Check your understanding>
#1 According to the capital instruments note, what gives the Group short-term flexibility?
#2 Say whether each statement agrees with the capital instruments note. Answer yes or no for each, and quote the words from the note that decide it.
(a) The Group holds no derivatives.
(b) The Board's policies for managing risk changed during the year.
(c) The Group gives numerical disclosures for short-term debtors and creditors.
#3 Using the capital instruments note, explain why the Group does not hedge the interest rate risk on the cash it places on deposit.

Exercise text>
◆ ◆ ◆ ◆ ◆
19. Capital instruments
Set out below are the disclosures relating to financial instruments.
The Group has taken advantage of the exemption available under Financial
Reporting Standard 13, "Derivatives and other financial instruments" not to
provide numerical disclosures in relation to short-term debtors and creditors.
Financial instruments
The Group's financial instruments comprise cash, overdraft facilities,
loans and various items such as short-term debtors that arise from its
operations. The main purpose of these financial instruments is to fund the
short term working capital requirements of the business.
The Group has no derivatives.
The main risks arising for the Group's financial instruments are foreign
currency exchange, interest and liquidity risk. The Board reviews and agrees
policies for managing each of these risks and they are summarised below. These
policies have remained unchanged throughout the year.
Interest rate risk
The Group finances its operations through retained profits, the use of
overdraft facilities and loans. The Group places its cash on deposit at which
interest rates are fixed in the short term but for sufficiently short periods
that there is no need to hedge against the implied risk.
Liquidity risk
Short term flexibility is achieved by overdraft facilities. These were used
during the year, for short periods of time. It is the Group's policy to keep
facilities in place in order to provide flexibility in the management of the
Group's liquidity.
◆ ◆ ◆ ◆ ◆
[Collected data entries]
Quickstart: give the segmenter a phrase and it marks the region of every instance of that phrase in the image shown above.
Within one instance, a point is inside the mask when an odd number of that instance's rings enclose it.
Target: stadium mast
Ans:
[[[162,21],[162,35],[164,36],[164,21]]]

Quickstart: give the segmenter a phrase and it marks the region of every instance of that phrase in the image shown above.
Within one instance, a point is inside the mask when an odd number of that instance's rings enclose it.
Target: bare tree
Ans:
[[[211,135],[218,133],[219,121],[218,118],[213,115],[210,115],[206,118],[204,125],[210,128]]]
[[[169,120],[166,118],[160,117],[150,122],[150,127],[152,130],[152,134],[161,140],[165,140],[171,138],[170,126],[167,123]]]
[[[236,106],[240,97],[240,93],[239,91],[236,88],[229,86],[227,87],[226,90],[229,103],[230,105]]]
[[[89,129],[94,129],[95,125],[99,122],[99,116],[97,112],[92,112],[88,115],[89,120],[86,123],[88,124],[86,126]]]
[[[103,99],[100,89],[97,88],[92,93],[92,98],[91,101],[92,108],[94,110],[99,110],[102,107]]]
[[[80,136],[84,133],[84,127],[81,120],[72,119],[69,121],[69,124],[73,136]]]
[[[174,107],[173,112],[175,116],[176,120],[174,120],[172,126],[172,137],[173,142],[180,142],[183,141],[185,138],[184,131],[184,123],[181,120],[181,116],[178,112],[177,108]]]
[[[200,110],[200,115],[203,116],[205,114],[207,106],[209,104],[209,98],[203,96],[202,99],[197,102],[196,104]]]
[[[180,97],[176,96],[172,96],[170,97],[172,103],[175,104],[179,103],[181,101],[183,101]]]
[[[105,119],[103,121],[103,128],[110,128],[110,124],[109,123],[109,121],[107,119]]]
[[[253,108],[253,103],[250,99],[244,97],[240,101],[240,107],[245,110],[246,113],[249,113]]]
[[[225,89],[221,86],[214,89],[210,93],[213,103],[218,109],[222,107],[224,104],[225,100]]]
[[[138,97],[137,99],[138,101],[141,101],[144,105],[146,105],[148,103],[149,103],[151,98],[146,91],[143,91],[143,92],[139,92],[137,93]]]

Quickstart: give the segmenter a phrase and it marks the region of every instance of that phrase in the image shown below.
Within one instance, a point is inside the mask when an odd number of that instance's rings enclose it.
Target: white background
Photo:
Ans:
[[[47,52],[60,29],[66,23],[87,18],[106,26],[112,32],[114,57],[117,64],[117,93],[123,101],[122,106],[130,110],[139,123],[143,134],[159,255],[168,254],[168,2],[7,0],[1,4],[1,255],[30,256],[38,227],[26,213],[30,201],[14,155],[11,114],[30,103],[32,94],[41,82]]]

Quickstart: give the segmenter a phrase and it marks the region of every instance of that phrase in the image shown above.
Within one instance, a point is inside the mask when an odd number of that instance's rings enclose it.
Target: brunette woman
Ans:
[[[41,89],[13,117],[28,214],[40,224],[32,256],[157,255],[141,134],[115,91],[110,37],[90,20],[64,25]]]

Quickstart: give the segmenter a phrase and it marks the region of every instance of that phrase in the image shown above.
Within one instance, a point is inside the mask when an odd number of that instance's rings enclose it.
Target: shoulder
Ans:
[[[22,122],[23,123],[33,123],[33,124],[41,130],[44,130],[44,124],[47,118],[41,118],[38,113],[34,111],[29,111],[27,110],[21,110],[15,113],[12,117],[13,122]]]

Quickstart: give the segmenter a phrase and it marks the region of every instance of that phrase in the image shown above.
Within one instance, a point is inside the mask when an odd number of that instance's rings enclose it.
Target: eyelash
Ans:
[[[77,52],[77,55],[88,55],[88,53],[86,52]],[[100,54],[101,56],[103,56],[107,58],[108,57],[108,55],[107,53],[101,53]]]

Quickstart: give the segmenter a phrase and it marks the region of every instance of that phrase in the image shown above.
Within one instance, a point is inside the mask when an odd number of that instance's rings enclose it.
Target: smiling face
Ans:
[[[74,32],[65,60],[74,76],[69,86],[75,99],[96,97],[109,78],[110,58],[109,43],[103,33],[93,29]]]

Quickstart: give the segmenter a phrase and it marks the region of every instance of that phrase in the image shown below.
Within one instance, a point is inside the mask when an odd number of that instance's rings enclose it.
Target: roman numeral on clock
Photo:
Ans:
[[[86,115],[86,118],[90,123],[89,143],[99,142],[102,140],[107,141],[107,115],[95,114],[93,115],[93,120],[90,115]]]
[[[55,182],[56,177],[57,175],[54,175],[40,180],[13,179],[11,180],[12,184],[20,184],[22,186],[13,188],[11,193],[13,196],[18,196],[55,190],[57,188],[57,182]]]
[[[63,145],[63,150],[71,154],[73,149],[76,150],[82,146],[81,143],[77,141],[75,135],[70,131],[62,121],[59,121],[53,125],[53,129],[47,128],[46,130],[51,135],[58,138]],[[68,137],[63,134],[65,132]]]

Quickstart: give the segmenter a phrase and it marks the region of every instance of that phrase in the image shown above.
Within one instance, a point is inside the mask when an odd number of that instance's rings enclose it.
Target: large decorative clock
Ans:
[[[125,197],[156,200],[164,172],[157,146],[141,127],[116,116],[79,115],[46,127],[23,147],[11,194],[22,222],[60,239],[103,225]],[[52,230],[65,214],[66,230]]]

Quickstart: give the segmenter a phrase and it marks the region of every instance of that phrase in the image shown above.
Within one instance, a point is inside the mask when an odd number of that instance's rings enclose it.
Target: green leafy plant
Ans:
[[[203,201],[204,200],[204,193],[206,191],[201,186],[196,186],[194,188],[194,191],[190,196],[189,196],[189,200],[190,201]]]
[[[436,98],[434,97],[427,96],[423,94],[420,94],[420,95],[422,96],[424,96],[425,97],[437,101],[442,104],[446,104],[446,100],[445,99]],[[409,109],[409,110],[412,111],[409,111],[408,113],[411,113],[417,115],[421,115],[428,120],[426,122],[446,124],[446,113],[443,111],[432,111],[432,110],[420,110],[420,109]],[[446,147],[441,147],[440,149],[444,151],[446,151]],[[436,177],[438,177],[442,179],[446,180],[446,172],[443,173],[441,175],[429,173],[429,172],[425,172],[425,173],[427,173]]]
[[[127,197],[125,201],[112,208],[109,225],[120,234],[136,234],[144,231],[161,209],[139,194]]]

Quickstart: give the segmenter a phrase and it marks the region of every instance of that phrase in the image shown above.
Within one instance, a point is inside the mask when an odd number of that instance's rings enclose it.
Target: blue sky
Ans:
◆ ◆ ◆ ◆ ◆
Answers given>
#1 Overdraft facilities give the Group short-term flexibility.

#2
(a) Yes: "The Group has no derivatives."
(b) No: "These policies have remained unchanged throughout the year."
(c) No: "not to provide numerical disclosures in relation to short-term debtors and creditors"

#3 The interest rates on the deposits are fixed in the short term. The periods are short enough that there is no need to hedge against the implied risk.